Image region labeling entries
+++
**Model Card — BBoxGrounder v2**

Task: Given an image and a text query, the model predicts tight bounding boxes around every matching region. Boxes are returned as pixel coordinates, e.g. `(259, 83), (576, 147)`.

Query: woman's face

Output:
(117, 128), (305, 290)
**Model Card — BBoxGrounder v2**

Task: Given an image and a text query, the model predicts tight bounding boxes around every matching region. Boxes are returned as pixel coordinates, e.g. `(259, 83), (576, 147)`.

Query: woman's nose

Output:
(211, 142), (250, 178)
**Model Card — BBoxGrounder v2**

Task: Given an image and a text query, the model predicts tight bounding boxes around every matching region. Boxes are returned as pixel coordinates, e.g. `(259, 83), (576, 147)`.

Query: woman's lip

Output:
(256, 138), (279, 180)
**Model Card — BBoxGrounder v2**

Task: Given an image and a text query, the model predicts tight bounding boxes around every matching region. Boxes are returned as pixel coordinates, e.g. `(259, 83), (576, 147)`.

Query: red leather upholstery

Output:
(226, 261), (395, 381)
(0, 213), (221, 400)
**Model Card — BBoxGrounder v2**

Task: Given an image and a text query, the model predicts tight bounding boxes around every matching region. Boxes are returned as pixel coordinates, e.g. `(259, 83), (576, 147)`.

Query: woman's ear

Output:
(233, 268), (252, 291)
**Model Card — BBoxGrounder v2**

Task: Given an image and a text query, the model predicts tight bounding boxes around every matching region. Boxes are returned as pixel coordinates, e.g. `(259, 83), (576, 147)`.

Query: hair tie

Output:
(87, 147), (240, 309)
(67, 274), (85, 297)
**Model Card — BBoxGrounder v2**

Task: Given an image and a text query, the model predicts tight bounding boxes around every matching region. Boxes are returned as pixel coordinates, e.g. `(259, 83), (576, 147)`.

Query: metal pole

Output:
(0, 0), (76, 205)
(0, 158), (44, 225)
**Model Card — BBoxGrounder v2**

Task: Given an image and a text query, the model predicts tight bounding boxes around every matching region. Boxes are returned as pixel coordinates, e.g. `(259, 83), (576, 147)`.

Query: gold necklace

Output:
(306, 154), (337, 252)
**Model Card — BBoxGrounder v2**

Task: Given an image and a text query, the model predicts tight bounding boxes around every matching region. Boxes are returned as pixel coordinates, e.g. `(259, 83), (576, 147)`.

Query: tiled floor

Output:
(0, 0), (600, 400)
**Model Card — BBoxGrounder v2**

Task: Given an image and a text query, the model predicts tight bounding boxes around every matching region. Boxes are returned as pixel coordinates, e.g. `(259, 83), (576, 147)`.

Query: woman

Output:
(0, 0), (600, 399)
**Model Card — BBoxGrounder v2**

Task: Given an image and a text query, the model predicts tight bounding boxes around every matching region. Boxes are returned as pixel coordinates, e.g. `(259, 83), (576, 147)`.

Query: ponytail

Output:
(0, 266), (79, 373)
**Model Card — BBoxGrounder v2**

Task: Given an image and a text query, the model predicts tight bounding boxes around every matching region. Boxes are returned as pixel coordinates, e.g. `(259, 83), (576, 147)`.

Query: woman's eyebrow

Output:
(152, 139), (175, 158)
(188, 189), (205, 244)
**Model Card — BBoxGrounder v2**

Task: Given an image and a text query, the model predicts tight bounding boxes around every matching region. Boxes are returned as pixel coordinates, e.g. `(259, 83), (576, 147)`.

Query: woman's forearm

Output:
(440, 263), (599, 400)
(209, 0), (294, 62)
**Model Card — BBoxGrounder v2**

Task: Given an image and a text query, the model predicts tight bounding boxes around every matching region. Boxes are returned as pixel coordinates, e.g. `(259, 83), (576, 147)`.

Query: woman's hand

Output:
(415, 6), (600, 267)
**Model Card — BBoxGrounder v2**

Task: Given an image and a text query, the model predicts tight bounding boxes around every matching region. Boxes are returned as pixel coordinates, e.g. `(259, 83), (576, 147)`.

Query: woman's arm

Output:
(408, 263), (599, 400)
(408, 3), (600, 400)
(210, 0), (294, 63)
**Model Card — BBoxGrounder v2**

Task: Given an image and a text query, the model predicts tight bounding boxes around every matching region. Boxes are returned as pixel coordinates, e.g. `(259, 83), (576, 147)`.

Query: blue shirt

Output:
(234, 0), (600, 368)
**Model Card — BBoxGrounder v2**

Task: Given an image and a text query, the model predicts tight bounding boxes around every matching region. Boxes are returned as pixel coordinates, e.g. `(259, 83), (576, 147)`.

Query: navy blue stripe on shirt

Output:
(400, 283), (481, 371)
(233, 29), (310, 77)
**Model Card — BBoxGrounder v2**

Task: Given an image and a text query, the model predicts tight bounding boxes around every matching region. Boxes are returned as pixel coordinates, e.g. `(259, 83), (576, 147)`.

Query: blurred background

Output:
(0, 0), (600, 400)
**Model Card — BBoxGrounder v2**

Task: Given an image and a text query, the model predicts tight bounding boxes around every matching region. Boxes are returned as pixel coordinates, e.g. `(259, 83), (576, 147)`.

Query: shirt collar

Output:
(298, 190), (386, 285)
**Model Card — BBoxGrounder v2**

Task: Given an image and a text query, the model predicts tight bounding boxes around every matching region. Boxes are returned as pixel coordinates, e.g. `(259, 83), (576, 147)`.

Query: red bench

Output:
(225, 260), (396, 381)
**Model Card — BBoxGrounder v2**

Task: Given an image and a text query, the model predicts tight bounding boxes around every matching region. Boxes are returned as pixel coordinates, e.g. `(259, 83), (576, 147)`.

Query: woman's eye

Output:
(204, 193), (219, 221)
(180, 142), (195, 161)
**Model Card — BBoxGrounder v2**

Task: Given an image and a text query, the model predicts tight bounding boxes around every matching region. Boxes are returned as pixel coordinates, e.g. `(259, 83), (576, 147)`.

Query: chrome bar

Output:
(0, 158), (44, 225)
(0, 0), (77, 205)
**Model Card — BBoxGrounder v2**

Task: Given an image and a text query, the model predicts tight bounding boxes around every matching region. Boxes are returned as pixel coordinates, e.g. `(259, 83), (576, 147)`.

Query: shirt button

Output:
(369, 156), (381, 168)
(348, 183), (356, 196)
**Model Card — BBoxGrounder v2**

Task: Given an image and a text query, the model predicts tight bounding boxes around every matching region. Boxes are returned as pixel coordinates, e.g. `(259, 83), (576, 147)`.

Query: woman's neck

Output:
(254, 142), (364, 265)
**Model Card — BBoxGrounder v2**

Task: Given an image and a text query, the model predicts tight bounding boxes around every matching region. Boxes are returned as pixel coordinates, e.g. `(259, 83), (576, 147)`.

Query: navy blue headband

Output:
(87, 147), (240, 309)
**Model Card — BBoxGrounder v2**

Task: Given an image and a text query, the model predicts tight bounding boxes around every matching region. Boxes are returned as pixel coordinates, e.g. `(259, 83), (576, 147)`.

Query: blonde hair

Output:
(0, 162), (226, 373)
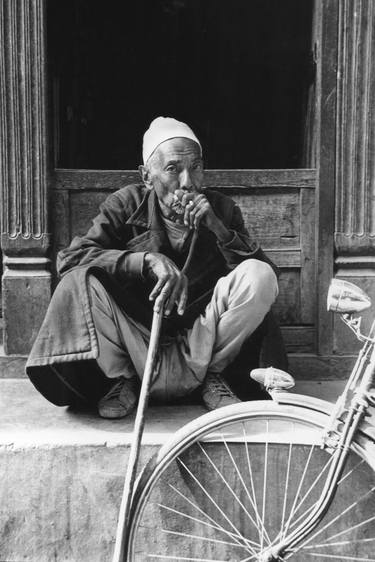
+++
# Directions:
Count how many of the lines above contain the word "blue", and reply with only that number.

# Solution to the exercise:
3